The request:
Using the APW Seal rule text, answer each question briefly.
1. Which section of Title 17 of the United States Code is cited for the point that registration is not necessary for protection?
2. Which section of Title 18 provides criminal sanctions for unauthorized uses of approved agency insignia?
3. Under paragraph (e)(3), where must users obtain the Seal?

Extract to read:

One comment asserted that the Anti-Counterfeiting Trade Agreement (ACTA) is unconstitutional, while expressing support for the proposed rule. The assertion regarding ACTA is not relevant to the present rulemaking, which is being promulgated pursuant to the Department's statutory and regulatory authority concerning use of the official insignia of the FBI and the United States Department of Justice.
C. Comments on Specific Sections of the Proposed Rule
Several comments sought clarification or suggested changes to the proposed rule. One comment suggested that the language in paragraph (e)(1) that the “APW Seal may only be used on works subject to protection as intellectual property,” is a vague standard and may lead to confusion as to whether a work must be registered with the United States Copyright Office prior to the owner using the APW Seal. Two additional comments evidenced confusion as to whether the APW Seal is available for use on unregistered works, while another comment recommended that the APW Seal be limited to “officially copyrighted” works. The FBI assumes this comment referred to “registered” works. One additional comment suggested that the references to particular United States Code sections, such as are at paragraph (e)(1), are confusing and make it difficult to determine exactly who may use the APW Seal.
The FBI intends that the APW Seal be available for use on works protected under federal criminal statutes prohibiting piracy of copyrighted material. Registration is not necessary for such protection, as provided in Title 17, United States Code, Section 408(a). The FBI revised paragraph (e)(1) to clarify that the APW Seal is available for use only on copyrighted works, as opposed to other types of intellectual property.
One comment suggested that the phrase “other applicable law” should be clarified in paragraph (d)(2). As indicated in paragraph (c), use of the APW Seal, except as authorized by this regulation, would likely violate Title 18, United States Code, Section 701, which provides criminal sanctions for unauthorized uses of approved agency insignia. Additionally, Title 18, United States Code, Section 709 prohibits certain unauthorized uses of the name and initials of the FBI that suggest FBI endorsement, approval, or authorization. This prohibition could well be implicated in an unauthorized use of the APW Seal. Because the FBI cannot predict all of the other possible circumstances of misuse and the statutes that they might implicate, the FBI believes the current wording of paragraph (d)(2) is appropriate.
One comment expressed confusion as to the purpose of paragraph (e)(4), which encourages use of copy protection and anti-circumvention techniques. Paragraph (e)(3) requires users to obtain the Seal from the FBI's public Web site so that the FBI has an opportunity to provide additional notice of the conditions of use, and other pertinent information, before the image is downloaded. Use of copy protection and anti-circumvention techniques is encouraged to help prevent unauthorized copying and use of the APW Seal by individuals who may not be aware of the limitations in this regulation.

Stored rows:
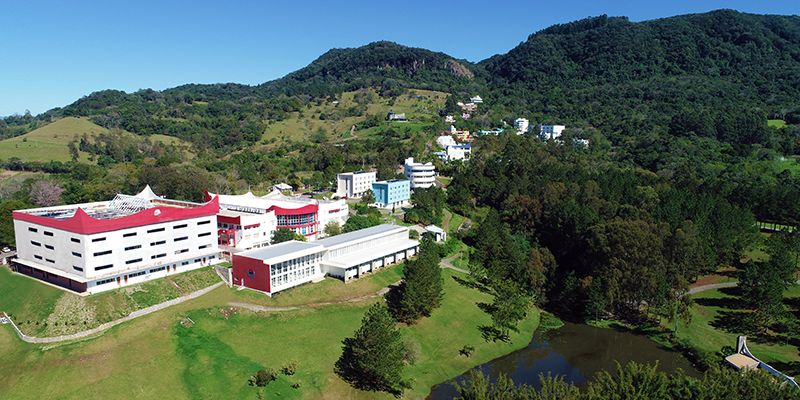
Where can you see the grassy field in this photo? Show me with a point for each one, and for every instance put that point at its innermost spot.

---

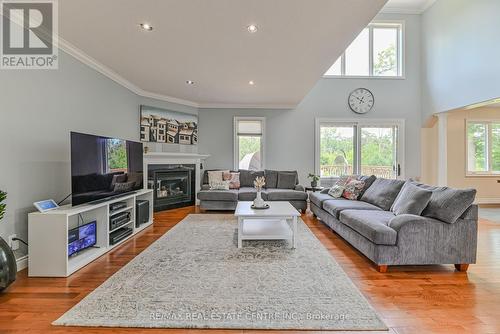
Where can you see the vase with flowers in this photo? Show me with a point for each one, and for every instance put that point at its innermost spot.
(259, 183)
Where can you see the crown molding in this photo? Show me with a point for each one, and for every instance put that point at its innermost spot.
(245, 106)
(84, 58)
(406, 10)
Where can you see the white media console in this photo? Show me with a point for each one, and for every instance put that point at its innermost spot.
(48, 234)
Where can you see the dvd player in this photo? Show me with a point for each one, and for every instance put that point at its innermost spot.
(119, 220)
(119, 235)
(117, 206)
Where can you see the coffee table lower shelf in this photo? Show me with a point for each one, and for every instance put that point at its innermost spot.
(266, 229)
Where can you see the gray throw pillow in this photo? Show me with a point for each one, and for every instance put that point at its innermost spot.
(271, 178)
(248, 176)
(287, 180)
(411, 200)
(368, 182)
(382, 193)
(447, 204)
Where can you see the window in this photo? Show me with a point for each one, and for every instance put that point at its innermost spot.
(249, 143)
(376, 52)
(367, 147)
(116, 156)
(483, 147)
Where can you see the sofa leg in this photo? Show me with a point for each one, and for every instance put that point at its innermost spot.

==

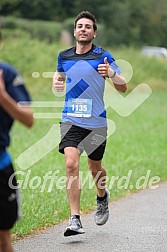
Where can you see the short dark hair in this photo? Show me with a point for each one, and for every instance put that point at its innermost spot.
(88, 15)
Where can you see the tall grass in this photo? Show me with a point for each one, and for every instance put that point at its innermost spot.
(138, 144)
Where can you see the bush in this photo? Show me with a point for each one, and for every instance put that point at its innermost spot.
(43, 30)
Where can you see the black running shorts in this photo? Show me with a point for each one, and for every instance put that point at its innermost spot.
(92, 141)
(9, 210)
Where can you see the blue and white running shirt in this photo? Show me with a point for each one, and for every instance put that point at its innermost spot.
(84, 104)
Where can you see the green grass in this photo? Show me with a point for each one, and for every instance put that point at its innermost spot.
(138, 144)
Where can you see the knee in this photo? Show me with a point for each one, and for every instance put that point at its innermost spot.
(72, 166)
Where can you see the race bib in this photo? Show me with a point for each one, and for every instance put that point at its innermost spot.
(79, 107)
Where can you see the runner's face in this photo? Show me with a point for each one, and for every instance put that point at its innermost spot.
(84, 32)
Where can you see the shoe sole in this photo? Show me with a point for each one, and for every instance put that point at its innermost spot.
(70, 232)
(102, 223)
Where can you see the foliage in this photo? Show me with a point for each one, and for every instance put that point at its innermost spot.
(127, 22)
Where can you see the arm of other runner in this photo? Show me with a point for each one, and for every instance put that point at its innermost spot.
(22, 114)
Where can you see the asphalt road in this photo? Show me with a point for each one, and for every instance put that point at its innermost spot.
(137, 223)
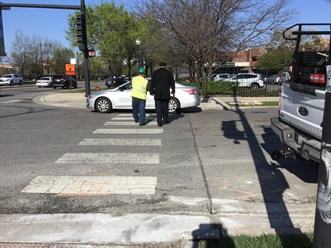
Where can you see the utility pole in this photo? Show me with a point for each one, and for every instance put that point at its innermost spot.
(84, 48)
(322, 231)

Solution below:
1. Title 17, United States Code, Section 408(a).
2. Title 18, United States Code, Section 701.
3. From the FBI's public Web site.